### Exercise requirements
Extract every line of the material that holds the string "street".

### Records for the exercise
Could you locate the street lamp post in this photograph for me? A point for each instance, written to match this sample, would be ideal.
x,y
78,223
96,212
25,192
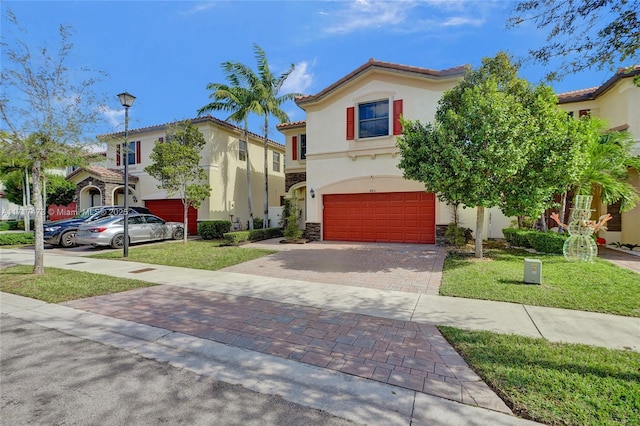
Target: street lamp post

### Task answer
Could you locate the street lamp post in this photograph for me? A point for each instance, written to match this sample, would be ideal.
Target: street lamp post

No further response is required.